What to produce
State how many lines in the rows below contain the word "water". Reply with the number alone.

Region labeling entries
— begin —
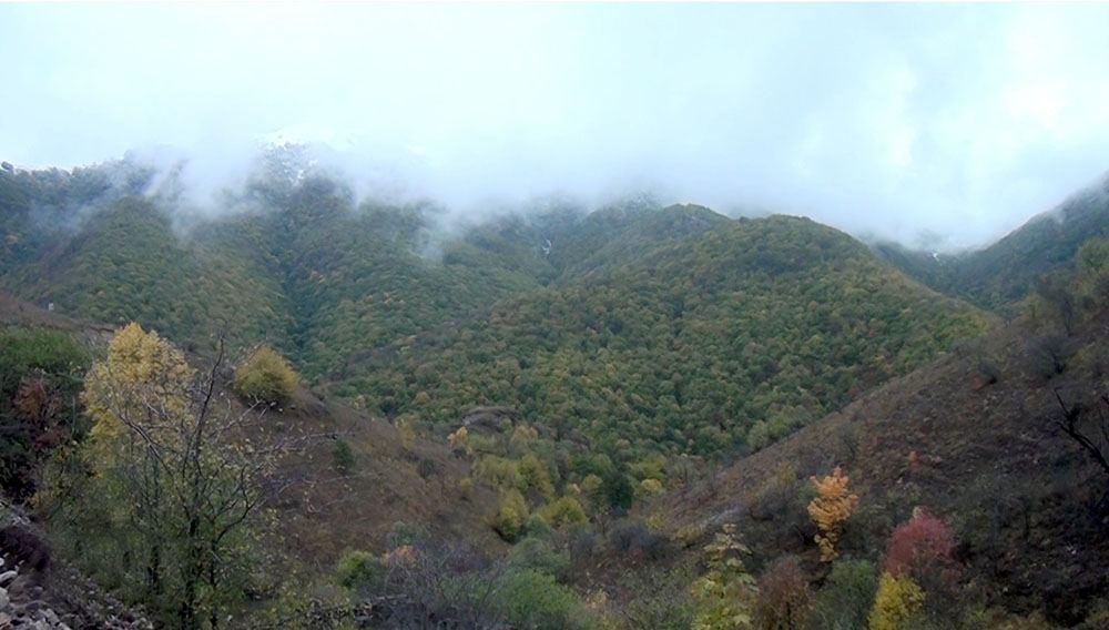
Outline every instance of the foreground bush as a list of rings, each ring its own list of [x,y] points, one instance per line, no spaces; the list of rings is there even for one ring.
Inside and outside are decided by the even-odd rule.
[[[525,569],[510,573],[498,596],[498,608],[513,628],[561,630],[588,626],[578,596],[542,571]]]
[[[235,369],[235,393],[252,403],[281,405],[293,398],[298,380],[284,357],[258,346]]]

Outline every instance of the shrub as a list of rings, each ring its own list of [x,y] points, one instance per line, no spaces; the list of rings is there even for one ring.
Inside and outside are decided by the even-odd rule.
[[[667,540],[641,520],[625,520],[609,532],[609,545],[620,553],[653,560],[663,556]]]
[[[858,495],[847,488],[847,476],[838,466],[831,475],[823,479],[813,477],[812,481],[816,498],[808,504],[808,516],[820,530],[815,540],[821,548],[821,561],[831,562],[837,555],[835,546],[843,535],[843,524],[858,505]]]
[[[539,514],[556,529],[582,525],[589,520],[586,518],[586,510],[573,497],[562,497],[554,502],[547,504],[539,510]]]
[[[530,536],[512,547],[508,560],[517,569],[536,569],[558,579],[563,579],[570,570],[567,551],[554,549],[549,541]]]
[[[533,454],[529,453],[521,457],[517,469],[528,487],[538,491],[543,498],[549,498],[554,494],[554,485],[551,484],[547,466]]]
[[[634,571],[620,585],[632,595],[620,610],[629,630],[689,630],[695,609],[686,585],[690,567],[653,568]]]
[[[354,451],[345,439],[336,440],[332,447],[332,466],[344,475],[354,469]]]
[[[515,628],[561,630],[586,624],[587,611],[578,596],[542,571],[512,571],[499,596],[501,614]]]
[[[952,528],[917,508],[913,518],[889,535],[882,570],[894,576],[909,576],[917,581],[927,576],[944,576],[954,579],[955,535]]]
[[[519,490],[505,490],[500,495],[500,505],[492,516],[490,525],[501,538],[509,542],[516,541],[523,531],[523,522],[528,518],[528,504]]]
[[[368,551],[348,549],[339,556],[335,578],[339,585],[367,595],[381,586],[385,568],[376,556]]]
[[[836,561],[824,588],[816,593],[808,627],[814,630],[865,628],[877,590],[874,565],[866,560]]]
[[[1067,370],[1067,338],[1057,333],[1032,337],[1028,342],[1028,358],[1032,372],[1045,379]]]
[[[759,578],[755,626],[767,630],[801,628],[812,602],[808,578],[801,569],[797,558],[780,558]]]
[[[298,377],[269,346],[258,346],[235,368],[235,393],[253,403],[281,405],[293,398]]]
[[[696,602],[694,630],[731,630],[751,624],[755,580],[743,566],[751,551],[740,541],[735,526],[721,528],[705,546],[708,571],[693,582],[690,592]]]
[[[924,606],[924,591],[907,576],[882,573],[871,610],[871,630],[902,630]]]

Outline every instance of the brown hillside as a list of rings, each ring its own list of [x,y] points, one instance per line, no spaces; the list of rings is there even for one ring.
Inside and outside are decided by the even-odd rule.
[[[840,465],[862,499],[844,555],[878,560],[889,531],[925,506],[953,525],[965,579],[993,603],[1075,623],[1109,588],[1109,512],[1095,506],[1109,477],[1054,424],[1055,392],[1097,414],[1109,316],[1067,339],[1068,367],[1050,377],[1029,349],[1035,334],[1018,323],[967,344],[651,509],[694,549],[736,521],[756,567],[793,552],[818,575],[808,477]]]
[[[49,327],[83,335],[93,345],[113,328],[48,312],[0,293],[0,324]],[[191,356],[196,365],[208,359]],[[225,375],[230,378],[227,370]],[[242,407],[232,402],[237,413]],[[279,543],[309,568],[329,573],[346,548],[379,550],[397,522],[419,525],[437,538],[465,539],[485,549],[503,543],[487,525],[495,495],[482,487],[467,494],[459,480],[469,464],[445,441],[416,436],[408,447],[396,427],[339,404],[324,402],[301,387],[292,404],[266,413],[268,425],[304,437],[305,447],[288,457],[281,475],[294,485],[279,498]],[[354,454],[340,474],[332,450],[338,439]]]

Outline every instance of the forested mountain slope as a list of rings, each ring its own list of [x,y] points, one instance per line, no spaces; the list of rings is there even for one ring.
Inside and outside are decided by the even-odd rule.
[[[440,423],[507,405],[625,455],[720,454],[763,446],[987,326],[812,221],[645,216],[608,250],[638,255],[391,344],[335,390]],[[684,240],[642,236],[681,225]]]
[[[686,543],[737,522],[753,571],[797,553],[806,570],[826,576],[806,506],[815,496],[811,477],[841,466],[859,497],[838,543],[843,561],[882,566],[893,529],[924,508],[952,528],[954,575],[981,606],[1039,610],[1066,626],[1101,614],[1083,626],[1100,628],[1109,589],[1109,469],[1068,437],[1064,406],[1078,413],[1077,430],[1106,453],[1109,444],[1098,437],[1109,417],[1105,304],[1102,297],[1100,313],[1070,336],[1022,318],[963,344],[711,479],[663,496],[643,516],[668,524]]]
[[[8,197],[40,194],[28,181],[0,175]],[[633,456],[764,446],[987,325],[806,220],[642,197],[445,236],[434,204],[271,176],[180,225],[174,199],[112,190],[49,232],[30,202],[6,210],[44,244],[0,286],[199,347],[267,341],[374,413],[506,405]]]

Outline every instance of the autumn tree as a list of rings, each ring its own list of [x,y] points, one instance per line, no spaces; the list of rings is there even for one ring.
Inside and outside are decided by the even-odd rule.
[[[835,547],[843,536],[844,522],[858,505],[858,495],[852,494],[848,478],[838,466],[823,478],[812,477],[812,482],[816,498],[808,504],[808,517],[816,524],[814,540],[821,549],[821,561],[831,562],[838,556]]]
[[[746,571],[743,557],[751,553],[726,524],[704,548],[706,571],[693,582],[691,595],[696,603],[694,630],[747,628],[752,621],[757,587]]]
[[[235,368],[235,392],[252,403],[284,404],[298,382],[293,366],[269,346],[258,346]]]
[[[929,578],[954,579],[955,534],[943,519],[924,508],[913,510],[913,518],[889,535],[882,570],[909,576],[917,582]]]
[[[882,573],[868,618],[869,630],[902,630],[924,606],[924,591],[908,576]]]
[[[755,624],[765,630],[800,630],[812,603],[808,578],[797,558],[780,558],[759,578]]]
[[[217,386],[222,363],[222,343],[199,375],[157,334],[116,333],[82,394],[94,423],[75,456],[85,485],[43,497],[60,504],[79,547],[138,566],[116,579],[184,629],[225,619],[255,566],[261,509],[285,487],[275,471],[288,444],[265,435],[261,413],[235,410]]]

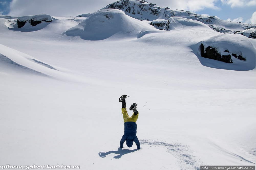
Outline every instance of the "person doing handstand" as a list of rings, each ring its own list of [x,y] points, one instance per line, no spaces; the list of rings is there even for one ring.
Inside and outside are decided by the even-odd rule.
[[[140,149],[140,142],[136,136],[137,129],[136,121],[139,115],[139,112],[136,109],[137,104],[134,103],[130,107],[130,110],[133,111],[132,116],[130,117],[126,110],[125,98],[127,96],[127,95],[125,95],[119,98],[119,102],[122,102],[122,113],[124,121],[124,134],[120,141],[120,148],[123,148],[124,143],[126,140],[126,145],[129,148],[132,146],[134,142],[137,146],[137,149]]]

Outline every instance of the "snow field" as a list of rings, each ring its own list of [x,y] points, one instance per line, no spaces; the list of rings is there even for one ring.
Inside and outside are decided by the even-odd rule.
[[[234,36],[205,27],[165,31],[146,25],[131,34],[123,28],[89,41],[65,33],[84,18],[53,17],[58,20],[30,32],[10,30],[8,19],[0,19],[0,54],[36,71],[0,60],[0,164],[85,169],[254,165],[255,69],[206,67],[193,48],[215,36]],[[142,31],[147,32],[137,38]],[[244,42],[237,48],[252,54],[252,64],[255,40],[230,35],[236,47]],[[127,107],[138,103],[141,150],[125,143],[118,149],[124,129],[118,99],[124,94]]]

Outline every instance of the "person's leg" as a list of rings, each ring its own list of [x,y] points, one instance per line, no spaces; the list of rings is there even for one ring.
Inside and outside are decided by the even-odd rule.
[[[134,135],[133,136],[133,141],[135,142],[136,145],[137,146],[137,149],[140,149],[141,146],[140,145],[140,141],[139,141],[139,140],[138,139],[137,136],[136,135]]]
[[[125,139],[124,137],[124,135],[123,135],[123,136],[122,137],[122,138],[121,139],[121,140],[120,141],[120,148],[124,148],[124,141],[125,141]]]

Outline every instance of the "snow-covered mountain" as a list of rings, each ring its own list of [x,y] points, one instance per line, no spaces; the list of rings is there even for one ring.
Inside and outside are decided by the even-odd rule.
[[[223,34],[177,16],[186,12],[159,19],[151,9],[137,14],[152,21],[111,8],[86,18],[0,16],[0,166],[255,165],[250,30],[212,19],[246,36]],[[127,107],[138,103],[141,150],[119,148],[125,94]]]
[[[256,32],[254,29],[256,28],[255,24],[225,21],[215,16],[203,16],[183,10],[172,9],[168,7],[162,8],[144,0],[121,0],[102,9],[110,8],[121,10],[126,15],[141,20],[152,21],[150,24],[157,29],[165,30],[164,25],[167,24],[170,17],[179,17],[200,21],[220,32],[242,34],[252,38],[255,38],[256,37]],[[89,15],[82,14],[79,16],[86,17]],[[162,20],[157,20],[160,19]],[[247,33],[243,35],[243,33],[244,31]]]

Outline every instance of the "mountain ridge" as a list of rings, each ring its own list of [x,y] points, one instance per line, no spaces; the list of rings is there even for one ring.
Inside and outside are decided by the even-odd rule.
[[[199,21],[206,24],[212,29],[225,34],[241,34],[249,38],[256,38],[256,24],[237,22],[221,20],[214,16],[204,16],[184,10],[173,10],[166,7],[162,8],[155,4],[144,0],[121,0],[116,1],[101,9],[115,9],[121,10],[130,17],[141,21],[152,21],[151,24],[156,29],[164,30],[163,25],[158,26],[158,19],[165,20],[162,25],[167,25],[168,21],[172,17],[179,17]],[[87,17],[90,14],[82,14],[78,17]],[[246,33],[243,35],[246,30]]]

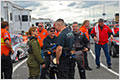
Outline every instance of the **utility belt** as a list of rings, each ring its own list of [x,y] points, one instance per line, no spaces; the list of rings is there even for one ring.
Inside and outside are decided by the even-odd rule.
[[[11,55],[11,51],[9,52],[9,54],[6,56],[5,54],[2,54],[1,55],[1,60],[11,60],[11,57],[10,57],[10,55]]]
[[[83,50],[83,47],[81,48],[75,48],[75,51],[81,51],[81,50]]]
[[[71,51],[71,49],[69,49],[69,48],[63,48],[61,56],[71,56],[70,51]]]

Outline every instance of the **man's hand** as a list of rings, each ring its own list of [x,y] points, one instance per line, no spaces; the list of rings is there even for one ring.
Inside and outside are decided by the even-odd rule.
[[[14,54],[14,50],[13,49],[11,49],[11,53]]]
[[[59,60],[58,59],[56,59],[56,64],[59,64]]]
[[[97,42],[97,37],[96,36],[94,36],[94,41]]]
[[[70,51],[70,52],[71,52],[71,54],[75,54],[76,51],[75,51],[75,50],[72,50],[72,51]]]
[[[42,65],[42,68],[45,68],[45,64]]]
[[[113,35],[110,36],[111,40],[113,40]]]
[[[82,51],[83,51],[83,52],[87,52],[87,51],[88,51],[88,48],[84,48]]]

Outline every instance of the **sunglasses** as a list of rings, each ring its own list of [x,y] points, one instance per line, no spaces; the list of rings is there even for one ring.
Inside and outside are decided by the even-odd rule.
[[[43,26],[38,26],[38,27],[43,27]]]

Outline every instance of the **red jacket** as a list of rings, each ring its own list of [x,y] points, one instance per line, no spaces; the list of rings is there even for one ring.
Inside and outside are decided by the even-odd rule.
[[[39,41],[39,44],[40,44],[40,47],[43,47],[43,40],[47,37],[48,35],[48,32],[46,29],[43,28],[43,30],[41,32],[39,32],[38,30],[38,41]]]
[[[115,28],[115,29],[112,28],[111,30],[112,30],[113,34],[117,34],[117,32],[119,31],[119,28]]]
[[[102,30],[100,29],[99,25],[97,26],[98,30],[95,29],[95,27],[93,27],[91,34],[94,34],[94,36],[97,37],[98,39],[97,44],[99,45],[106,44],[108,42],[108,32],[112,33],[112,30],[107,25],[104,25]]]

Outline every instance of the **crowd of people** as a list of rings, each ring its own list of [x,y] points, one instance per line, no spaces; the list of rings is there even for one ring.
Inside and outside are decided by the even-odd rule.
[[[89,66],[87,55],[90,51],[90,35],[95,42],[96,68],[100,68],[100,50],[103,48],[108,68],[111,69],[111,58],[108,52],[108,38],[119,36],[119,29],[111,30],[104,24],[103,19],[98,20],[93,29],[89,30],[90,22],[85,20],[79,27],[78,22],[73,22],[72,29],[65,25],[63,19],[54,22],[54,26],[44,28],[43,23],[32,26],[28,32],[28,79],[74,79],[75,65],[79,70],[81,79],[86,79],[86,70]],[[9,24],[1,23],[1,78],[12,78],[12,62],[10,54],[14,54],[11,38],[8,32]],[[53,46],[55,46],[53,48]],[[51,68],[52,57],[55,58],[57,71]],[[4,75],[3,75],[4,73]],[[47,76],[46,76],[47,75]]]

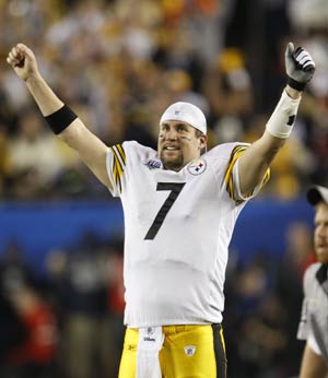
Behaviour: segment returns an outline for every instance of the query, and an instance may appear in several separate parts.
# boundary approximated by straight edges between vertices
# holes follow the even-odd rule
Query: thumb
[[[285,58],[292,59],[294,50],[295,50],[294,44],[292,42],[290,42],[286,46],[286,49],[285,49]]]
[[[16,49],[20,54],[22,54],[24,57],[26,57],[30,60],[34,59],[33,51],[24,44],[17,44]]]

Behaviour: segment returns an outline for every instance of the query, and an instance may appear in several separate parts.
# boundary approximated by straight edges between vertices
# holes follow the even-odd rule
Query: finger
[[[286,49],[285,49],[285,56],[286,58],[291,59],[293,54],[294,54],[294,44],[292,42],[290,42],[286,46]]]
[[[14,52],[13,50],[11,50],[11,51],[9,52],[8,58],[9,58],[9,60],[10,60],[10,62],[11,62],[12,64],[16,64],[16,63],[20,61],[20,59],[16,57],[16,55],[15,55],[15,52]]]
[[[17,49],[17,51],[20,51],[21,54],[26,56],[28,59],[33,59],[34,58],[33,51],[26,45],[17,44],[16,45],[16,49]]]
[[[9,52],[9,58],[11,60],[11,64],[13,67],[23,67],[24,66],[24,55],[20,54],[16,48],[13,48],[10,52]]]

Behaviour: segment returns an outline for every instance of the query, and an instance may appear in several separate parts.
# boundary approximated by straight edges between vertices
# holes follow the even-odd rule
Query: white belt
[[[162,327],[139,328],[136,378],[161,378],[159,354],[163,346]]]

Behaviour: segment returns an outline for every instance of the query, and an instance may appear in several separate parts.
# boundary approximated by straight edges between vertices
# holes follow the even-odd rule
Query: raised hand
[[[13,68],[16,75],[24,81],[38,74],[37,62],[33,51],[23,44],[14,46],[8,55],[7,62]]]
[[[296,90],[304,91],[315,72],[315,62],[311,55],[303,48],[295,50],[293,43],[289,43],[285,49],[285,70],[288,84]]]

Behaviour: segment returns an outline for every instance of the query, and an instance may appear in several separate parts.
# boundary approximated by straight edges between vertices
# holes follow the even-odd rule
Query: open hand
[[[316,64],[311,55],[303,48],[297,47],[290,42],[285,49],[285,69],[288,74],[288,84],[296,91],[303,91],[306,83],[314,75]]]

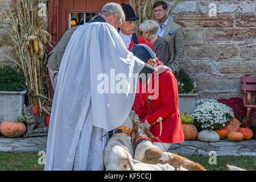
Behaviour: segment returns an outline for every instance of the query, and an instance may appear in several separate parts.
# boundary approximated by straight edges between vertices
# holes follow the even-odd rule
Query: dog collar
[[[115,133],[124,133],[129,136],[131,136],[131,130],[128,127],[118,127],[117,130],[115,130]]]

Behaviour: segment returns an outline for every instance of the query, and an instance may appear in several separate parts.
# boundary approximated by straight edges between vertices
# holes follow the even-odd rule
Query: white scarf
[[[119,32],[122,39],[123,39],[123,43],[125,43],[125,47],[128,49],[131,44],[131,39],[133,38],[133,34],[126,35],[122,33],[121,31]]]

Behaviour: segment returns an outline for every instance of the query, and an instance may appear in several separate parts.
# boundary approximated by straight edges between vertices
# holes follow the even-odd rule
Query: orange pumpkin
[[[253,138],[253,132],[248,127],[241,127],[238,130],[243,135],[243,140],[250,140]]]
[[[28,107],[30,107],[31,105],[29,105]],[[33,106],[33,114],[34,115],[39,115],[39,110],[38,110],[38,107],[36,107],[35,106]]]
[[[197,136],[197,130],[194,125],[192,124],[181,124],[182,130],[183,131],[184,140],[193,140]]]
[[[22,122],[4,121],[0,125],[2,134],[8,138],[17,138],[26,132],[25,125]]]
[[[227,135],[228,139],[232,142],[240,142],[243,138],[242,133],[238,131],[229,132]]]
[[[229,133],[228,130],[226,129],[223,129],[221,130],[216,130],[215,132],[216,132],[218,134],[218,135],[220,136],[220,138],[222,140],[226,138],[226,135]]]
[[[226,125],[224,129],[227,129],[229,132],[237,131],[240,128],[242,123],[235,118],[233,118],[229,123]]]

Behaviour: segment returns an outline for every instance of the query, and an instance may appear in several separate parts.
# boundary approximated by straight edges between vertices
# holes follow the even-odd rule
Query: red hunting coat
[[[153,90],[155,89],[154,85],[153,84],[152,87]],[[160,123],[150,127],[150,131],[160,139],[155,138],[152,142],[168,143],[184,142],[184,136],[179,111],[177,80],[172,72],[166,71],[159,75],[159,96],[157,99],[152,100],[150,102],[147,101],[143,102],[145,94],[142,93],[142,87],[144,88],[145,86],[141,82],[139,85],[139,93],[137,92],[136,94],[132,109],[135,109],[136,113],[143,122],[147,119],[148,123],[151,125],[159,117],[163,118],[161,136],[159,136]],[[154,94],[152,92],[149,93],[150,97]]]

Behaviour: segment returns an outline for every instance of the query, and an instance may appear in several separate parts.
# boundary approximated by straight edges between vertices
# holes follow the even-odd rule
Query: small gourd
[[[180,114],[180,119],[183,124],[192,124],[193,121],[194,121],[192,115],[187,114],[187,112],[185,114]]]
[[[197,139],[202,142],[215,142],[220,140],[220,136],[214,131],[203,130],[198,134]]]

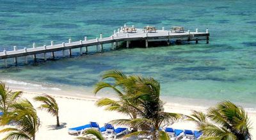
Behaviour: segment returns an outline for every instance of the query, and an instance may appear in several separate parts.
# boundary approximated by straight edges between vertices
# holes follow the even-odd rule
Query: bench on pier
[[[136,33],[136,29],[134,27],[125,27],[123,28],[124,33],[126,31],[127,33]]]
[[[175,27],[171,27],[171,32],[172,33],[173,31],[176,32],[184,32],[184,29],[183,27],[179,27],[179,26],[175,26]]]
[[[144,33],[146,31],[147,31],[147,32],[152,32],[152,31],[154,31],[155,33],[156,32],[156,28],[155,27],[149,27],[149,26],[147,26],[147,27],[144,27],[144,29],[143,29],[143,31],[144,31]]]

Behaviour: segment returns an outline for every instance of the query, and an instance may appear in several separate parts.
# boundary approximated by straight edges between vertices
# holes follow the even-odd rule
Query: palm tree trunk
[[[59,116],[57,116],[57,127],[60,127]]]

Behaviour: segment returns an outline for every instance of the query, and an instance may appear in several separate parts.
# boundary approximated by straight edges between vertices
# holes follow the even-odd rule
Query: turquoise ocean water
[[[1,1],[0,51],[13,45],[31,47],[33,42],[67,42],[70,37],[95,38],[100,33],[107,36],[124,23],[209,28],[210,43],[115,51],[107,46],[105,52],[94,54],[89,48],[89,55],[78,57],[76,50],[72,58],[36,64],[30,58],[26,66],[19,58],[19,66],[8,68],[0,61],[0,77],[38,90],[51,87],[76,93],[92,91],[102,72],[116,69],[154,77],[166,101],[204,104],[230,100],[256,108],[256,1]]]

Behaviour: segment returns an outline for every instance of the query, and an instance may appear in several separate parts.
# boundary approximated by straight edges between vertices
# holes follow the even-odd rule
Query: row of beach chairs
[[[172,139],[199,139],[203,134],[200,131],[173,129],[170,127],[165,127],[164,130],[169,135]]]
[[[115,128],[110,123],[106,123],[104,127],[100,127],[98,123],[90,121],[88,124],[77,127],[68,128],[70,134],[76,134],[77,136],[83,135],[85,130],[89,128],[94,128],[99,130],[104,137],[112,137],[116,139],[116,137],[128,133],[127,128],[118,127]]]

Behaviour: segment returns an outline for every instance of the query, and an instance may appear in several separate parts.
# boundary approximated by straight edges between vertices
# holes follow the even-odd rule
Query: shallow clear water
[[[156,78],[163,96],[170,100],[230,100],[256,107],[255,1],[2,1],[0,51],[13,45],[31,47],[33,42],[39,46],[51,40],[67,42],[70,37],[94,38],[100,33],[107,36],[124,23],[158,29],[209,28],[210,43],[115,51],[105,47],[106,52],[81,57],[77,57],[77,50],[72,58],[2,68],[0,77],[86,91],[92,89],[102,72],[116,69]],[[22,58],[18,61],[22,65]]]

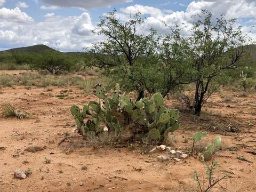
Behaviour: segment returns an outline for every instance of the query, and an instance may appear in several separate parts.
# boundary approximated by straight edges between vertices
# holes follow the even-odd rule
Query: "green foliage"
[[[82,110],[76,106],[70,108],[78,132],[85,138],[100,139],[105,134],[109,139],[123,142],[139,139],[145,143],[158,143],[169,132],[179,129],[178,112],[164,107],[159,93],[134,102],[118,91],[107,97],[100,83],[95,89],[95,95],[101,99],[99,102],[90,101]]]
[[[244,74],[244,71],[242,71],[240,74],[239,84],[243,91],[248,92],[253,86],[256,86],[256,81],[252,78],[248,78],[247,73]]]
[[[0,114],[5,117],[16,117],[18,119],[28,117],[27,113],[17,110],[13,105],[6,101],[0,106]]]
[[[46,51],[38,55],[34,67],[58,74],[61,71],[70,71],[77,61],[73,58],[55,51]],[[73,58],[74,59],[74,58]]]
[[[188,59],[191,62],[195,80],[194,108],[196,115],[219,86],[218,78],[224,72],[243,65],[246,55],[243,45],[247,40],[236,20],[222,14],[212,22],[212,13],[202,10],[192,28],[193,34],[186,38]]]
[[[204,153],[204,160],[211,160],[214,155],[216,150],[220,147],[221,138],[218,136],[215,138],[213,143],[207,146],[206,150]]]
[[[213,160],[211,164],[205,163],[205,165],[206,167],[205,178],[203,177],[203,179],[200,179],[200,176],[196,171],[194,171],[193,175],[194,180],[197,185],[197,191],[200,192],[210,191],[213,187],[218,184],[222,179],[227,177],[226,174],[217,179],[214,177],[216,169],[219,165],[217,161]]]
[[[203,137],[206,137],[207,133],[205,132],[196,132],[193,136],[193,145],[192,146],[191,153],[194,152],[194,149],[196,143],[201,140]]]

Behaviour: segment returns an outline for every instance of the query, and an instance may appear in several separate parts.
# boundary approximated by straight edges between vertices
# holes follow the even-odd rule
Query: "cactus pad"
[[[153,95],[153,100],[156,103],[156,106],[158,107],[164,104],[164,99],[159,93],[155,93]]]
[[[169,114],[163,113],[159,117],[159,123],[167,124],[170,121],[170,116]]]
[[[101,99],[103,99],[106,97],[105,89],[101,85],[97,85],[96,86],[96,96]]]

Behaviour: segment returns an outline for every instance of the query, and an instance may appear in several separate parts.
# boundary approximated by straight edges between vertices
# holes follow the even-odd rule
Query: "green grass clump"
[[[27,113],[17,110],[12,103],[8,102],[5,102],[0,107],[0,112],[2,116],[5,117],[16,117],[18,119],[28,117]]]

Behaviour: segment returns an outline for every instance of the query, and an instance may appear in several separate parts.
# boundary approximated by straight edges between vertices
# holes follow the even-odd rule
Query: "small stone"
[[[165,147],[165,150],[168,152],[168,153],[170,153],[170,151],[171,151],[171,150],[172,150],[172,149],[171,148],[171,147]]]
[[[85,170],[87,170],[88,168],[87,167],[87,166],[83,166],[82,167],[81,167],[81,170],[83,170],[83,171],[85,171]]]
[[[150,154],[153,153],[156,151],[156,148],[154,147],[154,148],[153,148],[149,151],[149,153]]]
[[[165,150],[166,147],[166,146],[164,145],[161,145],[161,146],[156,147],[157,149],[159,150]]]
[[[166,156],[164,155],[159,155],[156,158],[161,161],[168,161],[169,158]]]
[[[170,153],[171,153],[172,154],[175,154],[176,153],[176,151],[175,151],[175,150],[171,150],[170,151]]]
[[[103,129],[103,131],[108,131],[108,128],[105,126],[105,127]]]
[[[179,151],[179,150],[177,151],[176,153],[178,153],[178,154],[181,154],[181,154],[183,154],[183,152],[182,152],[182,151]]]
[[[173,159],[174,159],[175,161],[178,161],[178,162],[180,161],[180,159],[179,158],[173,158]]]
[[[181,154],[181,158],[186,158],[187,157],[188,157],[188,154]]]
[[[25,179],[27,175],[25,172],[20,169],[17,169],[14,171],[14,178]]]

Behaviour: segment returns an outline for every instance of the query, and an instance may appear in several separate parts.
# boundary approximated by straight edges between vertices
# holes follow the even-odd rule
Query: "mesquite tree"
— end —
Solution to the problem
2